Entries taken from a collection

========================================================================

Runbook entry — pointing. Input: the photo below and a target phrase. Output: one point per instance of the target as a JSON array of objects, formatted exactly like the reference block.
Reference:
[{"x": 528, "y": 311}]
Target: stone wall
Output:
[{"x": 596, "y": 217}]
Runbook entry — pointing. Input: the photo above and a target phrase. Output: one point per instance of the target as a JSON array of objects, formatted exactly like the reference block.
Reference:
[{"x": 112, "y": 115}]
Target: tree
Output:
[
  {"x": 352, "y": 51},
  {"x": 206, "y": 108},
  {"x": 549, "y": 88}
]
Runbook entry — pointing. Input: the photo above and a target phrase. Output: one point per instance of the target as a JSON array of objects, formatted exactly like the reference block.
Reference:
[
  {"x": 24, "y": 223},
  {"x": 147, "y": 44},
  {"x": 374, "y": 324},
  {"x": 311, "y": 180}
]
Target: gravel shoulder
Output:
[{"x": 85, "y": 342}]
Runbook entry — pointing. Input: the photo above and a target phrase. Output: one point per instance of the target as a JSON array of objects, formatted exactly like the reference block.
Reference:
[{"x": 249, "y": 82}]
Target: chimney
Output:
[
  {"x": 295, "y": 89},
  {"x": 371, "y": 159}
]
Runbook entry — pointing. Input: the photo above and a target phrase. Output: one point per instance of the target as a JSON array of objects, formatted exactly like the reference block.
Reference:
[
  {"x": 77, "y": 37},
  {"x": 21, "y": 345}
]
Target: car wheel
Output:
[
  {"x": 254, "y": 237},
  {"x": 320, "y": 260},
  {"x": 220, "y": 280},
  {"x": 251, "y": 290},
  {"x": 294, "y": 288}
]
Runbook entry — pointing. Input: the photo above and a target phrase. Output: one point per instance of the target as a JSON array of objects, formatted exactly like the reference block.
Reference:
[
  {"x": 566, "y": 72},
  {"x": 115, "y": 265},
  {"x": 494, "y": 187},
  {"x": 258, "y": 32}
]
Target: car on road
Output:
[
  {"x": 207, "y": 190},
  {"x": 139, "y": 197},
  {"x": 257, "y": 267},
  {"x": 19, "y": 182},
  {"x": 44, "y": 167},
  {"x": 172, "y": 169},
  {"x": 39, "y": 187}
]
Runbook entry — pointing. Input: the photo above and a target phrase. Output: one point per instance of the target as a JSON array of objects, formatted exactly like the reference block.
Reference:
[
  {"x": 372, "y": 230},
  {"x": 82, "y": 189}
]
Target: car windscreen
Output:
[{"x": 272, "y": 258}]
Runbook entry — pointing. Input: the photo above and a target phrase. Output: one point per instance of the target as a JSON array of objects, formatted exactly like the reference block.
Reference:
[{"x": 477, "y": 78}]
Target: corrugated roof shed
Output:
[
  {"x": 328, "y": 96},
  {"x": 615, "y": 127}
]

========================================================================

**Problem to solve**.
Please retype the data, matching it exactly.

**Reply to the task**.
Runbook entry — pointing. Input: the photo below and a target phrase. Output: one point per instance of the target as a JSON array of objects, formatted exactly like the reference block.
Reference:
[{"x": 528, "y": 311}]
Target: stone wall
Output:
[{"x": 596, "y": 217}]
Runbook entry — pointing. Input: the photo above and a target phrase. Output: one point per instance of the target as a JSON array of objects, formatted exactly like the reference block.
Reference:
[{"x": 112, "y": 115}]
Target: tree
Output:
[
  {"x": 352, "y": 51},
  {"x": 206, "y": 108},
  {"x": 549, "y": 88}
]
Runbook entry — pointing. Input: the photo above and a target phrase. Output: one point per instance of the target as a JSON array of objects, formatted exactly like the reference block.
Reference:
[
  {"x": 24, "y": 223},
  {"x": 147, "y": 44},
  {"x": 374, "y": 324},
  {"x": 311, "y": 180}
]
Target: gravel shoulder
Output:
[{"x": 85, "y": 342}]
Runbook entry — pointing. Input: the photo above and a target phrase. Output: one point per instance of the target as a JSON array of objects, formatted exactly like the reference block.
Reference:
[{"x": 249, "y": 82}]
Target: chimney
Output:
[
  {"x": 295, "y": 89},
  {"x": 371, "y": 159}
]
Runbook entry — pointing. Input: the photo above and a target phrase. Output: one point per instance of the target as a JSON array of objects, formatted exactly like the reference block.
Reference:
[
  {"x": 77, "y": 37},
  {"x": 21, "y": 345}
]
Target: car wheel
Output:
[
  {"x": 254, "y": 237},
  {"x": 320, "y": 260},
  {"x": 220, "y": 280},
  {"x": 251, "y": 290},
  {"x": 294, "y": 288}
]
Runbook entry — pointing. Input: the photo above and a target phrase. Output: one point per instance of the target as a JSON array of objects, formatted exactly like the reference block.
Reference:
[
  {"x": 566, "y": 72},
  {"x": 115, "y": 265},
  {"x": 494, "y": 187},
  {"x": 258, "y": 32}
]
Target: car on road
Output:
[
  {"x": 207, "y": 190},
  {"x": 139, "y": 197},
  {"x": 257, "y": 267},
  {"x": 19, "y": 182},
  {"x": 44, "y": 167},
  {"x": 172, "y": 169},
  {"x": 39, "y": 187}
]
Runbook entry — pointing. Input: the photo above and a target phrase. Output: one point per instance of the target as a JSON array of objects, formatted exactly like the reference block.
Reference:
[
  {"x": 372, "y": 230},
  {"x": 82, "y": 189}
]
Target: car windscreen
Output:
[{"x": 272, "y": 258}]
Runbook entry — pointing. Input: the photo above and a target phrase. Output: one point per instance of the target as a JSON array of objects, formatted exactly like the reference block.
Reference:
[{"x": 477, "y": 78}]
Target: corrugated roof shed
Output:
[
  {"x": 328, "y": 96},
  {"x": 615, "y": 127}
]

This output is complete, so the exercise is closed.